■ TASKS ■
1) Summarize the article on the letter S-comma in two sentences.
2) Return the passage of the S-comma article between "Appearance of comma" and "Academy in 1895.", inclusive.
3) Supply the next part of the article on the letter S-comma, picking up after its final sentence.

Ș

Ș

Ș

Latin letter S with comma


S-comma (majuscule: Ș, minuscule: ș) is a letter which is part of the Romanian alphabet, used to represent the sound /ʃ/, the voiceless postalveolar fricative (like sh in shoe). S-comma consists of an s with a diacritical comma underneath it, and is distinct from s-cedilla.

Appearance of comma (upper row) and cedilla (lower row) in the Times New Roman font. Note that the cedilla is placed higher than the comma.

History

S with "half moon" beneath ("s subnotamus signo mediae lunulae") proposed as a letter in the Buda Lexicon. Note that the form is reversed from the modern version, resembling a small C.
S-cedilla, T-cedilla and a cedilla illustrated with a comma in Ortografia limbei române published by the Romanian Academy in 1895.

The letter was proposed in the Buda Lexicon, a book published in 1825, which included two texts by Petru Maior, Orthographia romana sive latino-valachica una cum clavi and Dialogu pentru inceputul linbei române, introducing ș for /ʃ/ and ț for /ts/.[1]

Unicode support

S-comma was not initially supported in early Unicode versions, nor in the predecessors like ISO/IEC 8859-2 and Windows-1250. Instead, Ş (S-cedilla), a character available since Unicode 1.1.0 (1993), was used for digital texts written in Romanian. In some contexts, like with low-resolution screens and printouts, the visual distinction between ș and ş is minimal. In 1999, at the request of the Romanian Standardization Association [ro][citation needed], S-comma was introduced in Unicode 3.0. Nevertheless, encoding for the S-comma was not supported in retail versions of Microsoft Windows XP, but a later European Union Expansion Font Update provided the feature. While digital accessibility to S-comma has since improved, both characters continue to be used interchangeably in various contexts like publishing.

■ RECORDS PROVIDED ■
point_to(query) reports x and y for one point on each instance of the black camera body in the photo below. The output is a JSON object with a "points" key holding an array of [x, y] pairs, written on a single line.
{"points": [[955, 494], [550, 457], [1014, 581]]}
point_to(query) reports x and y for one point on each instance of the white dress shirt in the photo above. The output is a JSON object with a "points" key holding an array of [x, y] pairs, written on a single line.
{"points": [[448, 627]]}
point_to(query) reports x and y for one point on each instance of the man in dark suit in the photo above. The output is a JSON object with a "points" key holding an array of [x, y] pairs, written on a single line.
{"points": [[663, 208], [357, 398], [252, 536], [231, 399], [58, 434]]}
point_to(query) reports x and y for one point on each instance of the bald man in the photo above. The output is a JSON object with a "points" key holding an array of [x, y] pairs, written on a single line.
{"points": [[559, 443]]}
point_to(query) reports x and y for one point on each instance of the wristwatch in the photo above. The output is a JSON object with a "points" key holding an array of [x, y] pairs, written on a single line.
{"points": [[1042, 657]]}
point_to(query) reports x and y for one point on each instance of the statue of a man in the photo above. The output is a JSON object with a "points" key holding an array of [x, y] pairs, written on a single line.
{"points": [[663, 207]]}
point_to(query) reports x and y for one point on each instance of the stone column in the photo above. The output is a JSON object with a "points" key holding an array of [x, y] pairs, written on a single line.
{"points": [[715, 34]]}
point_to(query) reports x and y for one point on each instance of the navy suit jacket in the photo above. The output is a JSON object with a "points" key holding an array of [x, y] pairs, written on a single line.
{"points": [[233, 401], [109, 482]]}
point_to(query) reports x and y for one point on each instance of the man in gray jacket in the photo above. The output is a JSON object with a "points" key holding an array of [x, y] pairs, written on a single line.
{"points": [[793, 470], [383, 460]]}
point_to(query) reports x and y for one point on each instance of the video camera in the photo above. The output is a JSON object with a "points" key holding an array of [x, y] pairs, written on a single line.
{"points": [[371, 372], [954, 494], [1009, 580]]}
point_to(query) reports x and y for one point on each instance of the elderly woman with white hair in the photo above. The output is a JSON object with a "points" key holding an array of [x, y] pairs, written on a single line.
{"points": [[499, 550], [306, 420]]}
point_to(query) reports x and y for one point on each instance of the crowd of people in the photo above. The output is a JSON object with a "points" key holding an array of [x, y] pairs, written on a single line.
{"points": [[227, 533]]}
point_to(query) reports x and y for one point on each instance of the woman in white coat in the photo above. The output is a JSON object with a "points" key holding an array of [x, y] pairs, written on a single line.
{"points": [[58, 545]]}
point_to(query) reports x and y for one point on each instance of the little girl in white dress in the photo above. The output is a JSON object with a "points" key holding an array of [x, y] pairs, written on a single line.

■ ANSWERS FOR THE TASKS ■
1) S-comma (Ș, ș) is a letter of the Romanian alphabet that represents the sound /ʃ/ and is distinct from s-cedilla; it was proposed in the Buda Lexicon, a book published in 1825. Early Unicode versions did not support it, so S-cedilla was used for Romanian until S-comma was added in Unicode 3.0 in 1999, and the two characters are still used interchangeably in contexts such as publishing.

2)
Appearance of comma (upper row) and cedilla (lower row) in the Times New Roman font. Note that the cedilla is placed higher than the comma.

History

S with "half moon" beneath ("s subnotamus signo mediae lunulae") proposed as a letter in the Buda Lexicon. Note that the form is reversed from the modern version, resembling a small C.
S-cedilla, T-cedilla and a cedilla illustrated with a comma in Ortografia limbei române published by the Romanian Academy in 1895.

3)
The letter is part of Unicode's Latin Extended-B range, under "Additions for Romanian", titled as "Latin capital letter S with comma below" (U+0218) and "Latin small letter s with comma below" (U+0219).[2] In HTML, these can be encoded by Ș and ș, respectively.

Use of the comma with the letter S

Quick Facts Șș, S-comma ...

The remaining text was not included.